Problem details →
Extract every line of the data below and reproduce each one without any change.

Input material →

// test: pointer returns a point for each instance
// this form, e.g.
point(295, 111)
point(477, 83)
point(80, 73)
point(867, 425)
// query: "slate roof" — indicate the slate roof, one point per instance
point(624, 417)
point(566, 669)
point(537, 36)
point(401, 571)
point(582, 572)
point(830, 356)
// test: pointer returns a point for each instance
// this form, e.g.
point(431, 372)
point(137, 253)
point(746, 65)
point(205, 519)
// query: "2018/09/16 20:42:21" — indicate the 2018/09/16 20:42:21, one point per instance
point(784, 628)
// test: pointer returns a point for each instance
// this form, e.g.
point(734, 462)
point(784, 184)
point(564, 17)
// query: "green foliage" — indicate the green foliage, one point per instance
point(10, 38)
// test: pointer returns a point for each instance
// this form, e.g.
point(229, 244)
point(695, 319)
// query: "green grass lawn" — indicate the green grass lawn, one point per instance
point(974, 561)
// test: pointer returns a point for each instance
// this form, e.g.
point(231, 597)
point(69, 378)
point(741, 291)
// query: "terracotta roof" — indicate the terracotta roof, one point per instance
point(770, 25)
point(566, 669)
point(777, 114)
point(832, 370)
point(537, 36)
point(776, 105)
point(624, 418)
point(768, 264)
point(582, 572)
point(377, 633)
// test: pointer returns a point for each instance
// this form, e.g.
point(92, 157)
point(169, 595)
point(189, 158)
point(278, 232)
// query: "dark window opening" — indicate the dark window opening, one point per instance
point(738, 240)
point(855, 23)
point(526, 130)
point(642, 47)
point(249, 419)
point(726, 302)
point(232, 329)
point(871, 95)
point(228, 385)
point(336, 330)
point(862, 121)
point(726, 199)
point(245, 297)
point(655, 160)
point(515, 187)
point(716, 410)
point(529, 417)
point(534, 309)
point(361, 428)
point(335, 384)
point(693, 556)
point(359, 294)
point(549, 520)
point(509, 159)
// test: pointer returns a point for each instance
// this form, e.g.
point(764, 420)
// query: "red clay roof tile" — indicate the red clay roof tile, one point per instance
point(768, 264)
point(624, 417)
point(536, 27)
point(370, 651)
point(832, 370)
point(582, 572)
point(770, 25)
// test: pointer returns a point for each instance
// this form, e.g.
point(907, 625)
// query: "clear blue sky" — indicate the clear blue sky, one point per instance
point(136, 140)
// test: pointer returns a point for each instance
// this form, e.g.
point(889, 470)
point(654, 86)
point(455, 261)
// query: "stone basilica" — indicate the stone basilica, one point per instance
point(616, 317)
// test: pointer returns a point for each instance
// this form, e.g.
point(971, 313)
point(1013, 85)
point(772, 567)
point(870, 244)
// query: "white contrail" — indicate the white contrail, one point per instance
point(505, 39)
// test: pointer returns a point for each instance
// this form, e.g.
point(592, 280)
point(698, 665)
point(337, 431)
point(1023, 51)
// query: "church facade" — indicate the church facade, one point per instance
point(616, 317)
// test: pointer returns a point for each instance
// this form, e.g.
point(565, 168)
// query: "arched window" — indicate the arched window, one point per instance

Reply →
// test: pointer returns a point for each instance
// this form, e.g.
point(295, 111)
point(477, 83)
point(80, 73)
point(867, 425)
// query: "slate roof" — indicate the slate roof, one point per instance
point(624, 417)
point(566, 669)
point(537, 36)
point(401, 571)
point(582, 572)
point(830, 356)
// test: pointer returns a point for each instance
// this form, e.g.
point(431, 372)
point(137, 253)
point(746, 65)
point(205, 519)
// query: "2018/09/16 20:42:21" — indicate the 2018/09/16 20:42:21, one point per instance
point(784, 628)
// test: pointer returns a point for each instance
// this form, e.g.
point(734, 462)
point(784, 184)
point(564, 17)
// query: "green foliage" — indicate the green foliage, one point per instance
point(10, 38)
// test: pointer returns a point for each instance
// this form, e.g.
point(229, 244)
point(695, 319)
// query: "green grass lawn" — indicate the green grass lawn, one point per instance
point(974, 561)
// test: pointer returns a point for each instance
// this form, e.g.
point(231, 597)
point(69, 378)
point(741, 291)
// query: "terracotta roof" — indicate the terracotta roof, one point per instance
point(770, 25)
point(566, 669)
point(777, 114)
point(832, 370)
point(537, 36)
point(776, 105)
point(624, 418)
point(768, 264)
point(582, 572)
point(377, 633)
// test: pointer returns a point for each instance
// this form, e.g.
point(92, 157)
point(169, 595)
point(189, 158)
point(278, 232)
// query: "dark window opening" — indicate the dark window opening, one point per instance
point(738, 240)
point(855, 23)
point(526, 130)
point(642, 47)
point(249, 419)
point(726, 302)
point(232, 329)
point(871, 95)
point(228, 385)
point(336, 330)
point(862, 121)
point(726, 199)
point(245, 297)
point(655, 160)
point(515, 187)
point(716, 410)
point(529, 417)
point(534, 309)
point(361, 428)
point(335, 384)
point(693, 556)
point(359, 294)
point(549, 520)
point(509, 159)
// test: pointer returns a point for each instance
// this form, e.g.
point(764, 420)
// query: "red clay roof tile" — indicate the red clay roof tile, one point per instance
point(768, 264)
point(624, 417)
point(536, 27)
point(370, 651)
point(832, 370)
point(582, 572)
point(770, 25)
// test: pointer returns a point for each instance
// this form, e.g.
point(907, 625)
// query: "clear blue sky" — indicate the clear blue sky, one point per instance
point(136, 140)
// test: pointer returns a point for each instance
// this form, e.g.
point(889, 470)
point(654, 86)
point(455, 261)
// query: "stone basilica" — indicate the stone basilica, one point per instance
point(616, 317)
// test: pointer returns a point for each instance
// this form, e.g.
point(971, 313)
point(1013, 85)
point(772, 567)
point(870, 244)
// query: "white contrail" — indicate the white contrail, one point per instance
point(505, 39)
// test: pointer returns a point for each instance
// this form, e.g.
point(592, 280)
point(698, 665)
point(337, 431)
point(1023, 51)
// query: "church facade" — indicate the church facade, one point per instance
point(616, 317)
// test: pointer returns a point for each instance
// this form, e.g.
point(565, 168)
// query: "arched window" — indicate the arched window, one point per instance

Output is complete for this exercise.